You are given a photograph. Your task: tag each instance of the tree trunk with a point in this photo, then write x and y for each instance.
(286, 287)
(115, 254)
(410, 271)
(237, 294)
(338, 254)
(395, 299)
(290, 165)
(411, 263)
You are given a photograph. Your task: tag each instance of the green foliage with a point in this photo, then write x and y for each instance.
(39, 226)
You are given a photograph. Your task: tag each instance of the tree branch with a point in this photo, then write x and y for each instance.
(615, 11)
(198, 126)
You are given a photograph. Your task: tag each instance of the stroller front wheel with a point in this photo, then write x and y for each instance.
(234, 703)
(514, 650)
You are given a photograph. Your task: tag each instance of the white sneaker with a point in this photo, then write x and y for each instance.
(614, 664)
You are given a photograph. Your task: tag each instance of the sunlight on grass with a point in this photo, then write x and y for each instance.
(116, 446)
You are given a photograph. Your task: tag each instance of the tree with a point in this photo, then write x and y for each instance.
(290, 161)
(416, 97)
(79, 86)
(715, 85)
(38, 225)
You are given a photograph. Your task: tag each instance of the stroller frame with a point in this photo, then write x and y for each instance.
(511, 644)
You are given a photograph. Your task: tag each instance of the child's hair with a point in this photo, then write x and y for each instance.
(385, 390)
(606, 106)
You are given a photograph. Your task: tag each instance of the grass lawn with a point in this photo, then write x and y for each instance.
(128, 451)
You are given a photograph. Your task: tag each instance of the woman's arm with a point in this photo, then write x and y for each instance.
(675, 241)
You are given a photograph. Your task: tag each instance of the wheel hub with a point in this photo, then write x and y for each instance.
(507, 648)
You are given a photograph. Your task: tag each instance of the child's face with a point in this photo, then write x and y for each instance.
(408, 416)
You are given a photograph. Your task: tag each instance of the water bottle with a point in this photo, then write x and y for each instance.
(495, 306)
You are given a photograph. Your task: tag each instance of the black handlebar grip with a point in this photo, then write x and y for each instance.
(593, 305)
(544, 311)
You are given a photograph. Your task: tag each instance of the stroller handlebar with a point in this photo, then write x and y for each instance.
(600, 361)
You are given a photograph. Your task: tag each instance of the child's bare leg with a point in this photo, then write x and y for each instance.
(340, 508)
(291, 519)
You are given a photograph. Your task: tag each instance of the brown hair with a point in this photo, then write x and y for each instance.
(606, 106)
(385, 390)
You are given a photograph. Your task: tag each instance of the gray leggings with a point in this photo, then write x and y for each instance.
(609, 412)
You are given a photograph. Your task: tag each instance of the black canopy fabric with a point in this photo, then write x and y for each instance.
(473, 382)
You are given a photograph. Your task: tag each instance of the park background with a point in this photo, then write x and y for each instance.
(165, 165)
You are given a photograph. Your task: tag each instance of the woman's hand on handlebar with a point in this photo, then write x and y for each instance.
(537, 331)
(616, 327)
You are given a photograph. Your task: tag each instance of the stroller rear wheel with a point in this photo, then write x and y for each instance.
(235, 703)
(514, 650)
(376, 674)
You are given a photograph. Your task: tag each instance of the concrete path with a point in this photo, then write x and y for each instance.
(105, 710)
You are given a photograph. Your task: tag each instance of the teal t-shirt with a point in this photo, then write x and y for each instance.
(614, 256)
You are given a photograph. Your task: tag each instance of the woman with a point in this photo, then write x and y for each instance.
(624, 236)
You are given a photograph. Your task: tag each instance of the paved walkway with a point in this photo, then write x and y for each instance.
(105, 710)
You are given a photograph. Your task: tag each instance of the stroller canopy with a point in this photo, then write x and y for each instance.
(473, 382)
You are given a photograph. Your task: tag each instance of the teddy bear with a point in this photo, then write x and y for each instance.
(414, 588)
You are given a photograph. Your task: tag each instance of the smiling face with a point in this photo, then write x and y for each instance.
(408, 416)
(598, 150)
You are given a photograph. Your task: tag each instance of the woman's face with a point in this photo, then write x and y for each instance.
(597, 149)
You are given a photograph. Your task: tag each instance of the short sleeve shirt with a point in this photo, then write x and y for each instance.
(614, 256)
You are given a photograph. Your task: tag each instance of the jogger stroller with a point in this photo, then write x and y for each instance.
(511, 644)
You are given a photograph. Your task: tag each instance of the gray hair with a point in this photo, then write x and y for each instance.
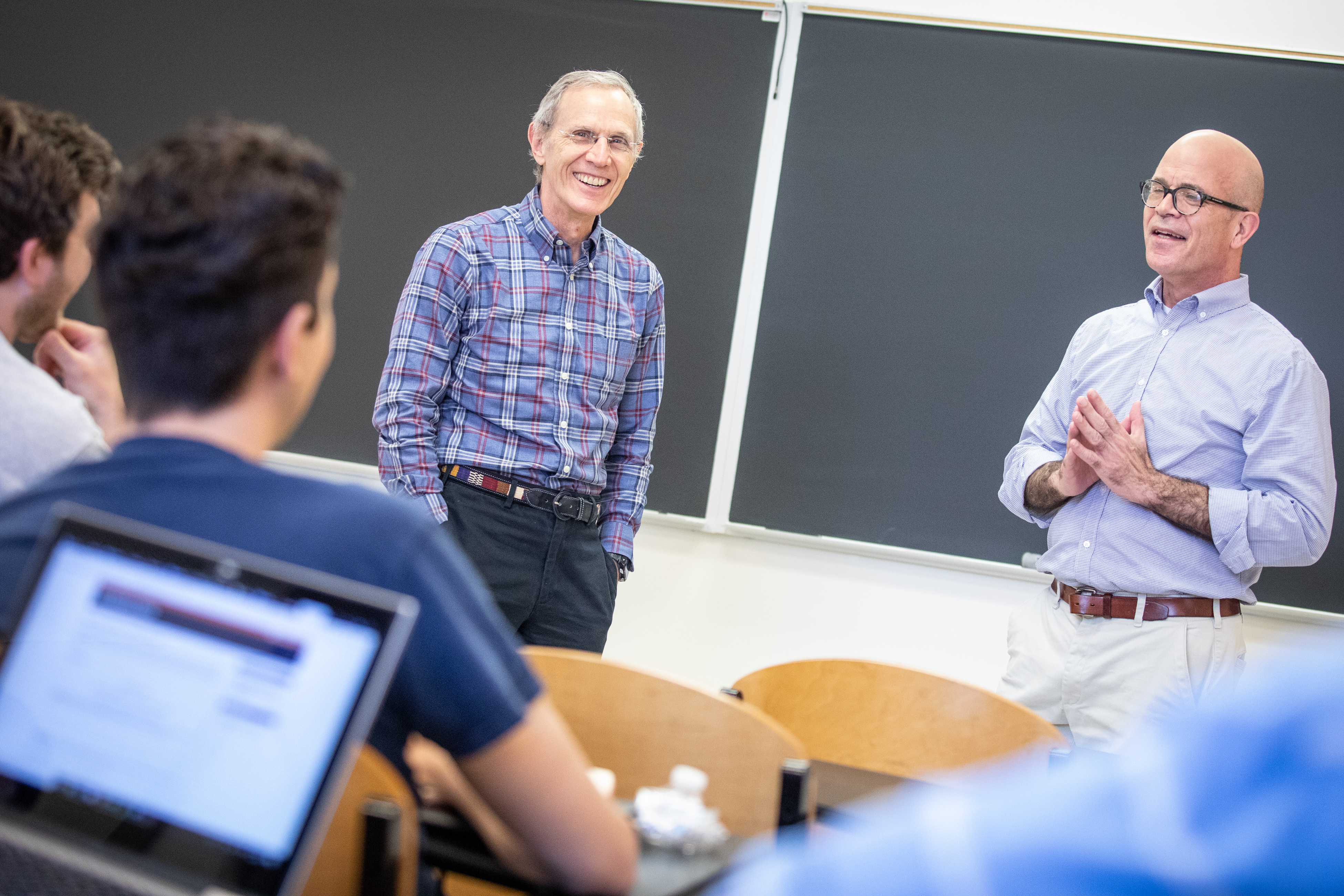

_ _ _ _ _ _ _

### PROBLEM DESCRIPTION
Output the listing exactly, without images.

### ANSWER FOR THE TASK
You are given a photograph. Your task: tag each instance of the tree trunk with a point in this photo, then write x and y for each instance.
(286, 287)
(115, 254)
(410, 271)
(237, 294)
(338, 254)
(395, 299)
(290, 165)
(411, 263)
You are given a photograph. Your task: tag each instance of the green foliage with a point in this photo, then write x and y for each instance.
(39, 226)
You are given a photograph. Your task: tag each instance of the tree branch with a point in this photo, then write x and y for each instance.
(615, 11)
(198, 126)
You are given a photograph. Your task: tag each instance of the stroller front wheel with a point in this photo, then write x and y for each instance.
(234, 703)
(514, 650)
You are given a photograph. Your task: tag each instance of the white sneaker with a point in this photo, then write x and y for each instance.
(614, 664)
You are given a photograph. Your task: tag each instance of the sunlight on grass with a point in this photo, then write x and y for each instance.
(116, 446)
You are given a photograph. Your task: tag each instance of the tree with a point in this photo, then write x and y for each instance.
(290, 161)
(416, 97)
(79, 86)
(715, 85)
(38, 225)
You are given a photograph. Your task: tag each instance of the stroller frame with a point in this photo, then write x and y for each instance.
(511, 644)
You are given a photograph. Your task: tag each instance of the child's hair with a point in this photo, then write x and y for each instance.
(385, 390)
(606, 106)
You are given a photograph. Your task: tag each instance of the grass lawn with a point in this photo, then write x and y for each instance.
(128, 451)
You are given a photograph. Your task: tag each instance of the woman's arm with a point in this photo, then write x and y for each instance.
(675, 241)
You are given a photograph. Your task: tag each instance of the wheel hub with a point in this photo, then write x and y for each instance.
(507, 648)
You are given a photograph. Your task: tag each instance of the child's face with a point in this photo, then write x and y for each instance.
(408, 416)
You are given a photograph. Your task: tag each instance of the water bottle with a point in this photo, then write x and y for each instance.
(495, 306)
You are given a photograph. Your task: tag each instance of the black handlebar grip with a point in this photo, then write x and y for each instance.
(593, 305)
(544, 311)
You are given a photograph. Your task: tag each instance of the stroller handlebar with a point in this photo, then write x and y for each instance.
(600, 361)
You are given a photograph. Your task: tag each instance of the child's bare leg with a point in this photo, then write x and y for each instance.
(340, 508)
(291, 519)
You are given a photograph. Your task: tag each instance of the brown hair with a point in this photo, then write x and y for each instance.
(606, 106)
(385, 390)
You are given a photograph. Your task: tag each instance of the gray leggings with a point in this photo, then write x and y for each instance.
(609, 412)
You are given a photograph. Your task: tag each instance of the black canopy fabric with a point in this photo, then write x and y for each instance.
(473, 382)
You are given a photograph. Your task: tag each instance of the park background with a point in this photo, then write x and y for each instance.
(165, 165)
You are given a photograph. Your task: tag each instance of the woman's hand on handlebar with a point in this photo, then write x and y for each instance.
(537, 331)
(616, 327)
You are given a photograph. Your task: tag each instance of the stroller rear wheel with a point in this photo, then write x and y for each instance.
(235, 703)
(514, 650)
(376, 674)
You are given a photograph. Your task: tag each instance of the concrete path with a point in this photo, then write x and y for each instance.
(105, 710)
You are given a photograph. Your task: tag each instance of the teal t-shirt with a point in this photo, then write x and y for each instance.
(614, 256)
You are given a photograph. Your task: tag each instance of the woman with a point in this photo, then write x and y for each instance.
(624, 236)
You are given a photograph. Your task: tag each instance of the paved walkway with a point in this photo, then write x and y for each instance.
(105, 710)
You are given a photograph. Your task: tag each instance of the stroller canopy with a point in this photo, then write x and y for each instance.
(473, 382)
You are given a photograph. Your task: tag each instance of the teddy bear with a point in this photo, then write x and y for each instance.
(414, 588)
You are given a photograph. Your task: tag each instance of the smiling face with a point in this photo, then write x and y for each instance.
(408, 416)
(598, 150)
You are given a photograph. Your task: tag each instance of the woman's face with a point in this photo, then write x and y for each instance.
(597, 149)
You are given a photograph. Your task: tag each instance of the short sleeve shirt with a point in this photo, then write x and y for each instance.
(614, 256)
You are given a photograph. Your task: tag each instance of the jogger stroller with a point in this photo, then write x and y for each instance.
(511, 644)
You are given a photograph. Your task: tag each instance of the gray hair with a point in this photo, then write x and y for each instance.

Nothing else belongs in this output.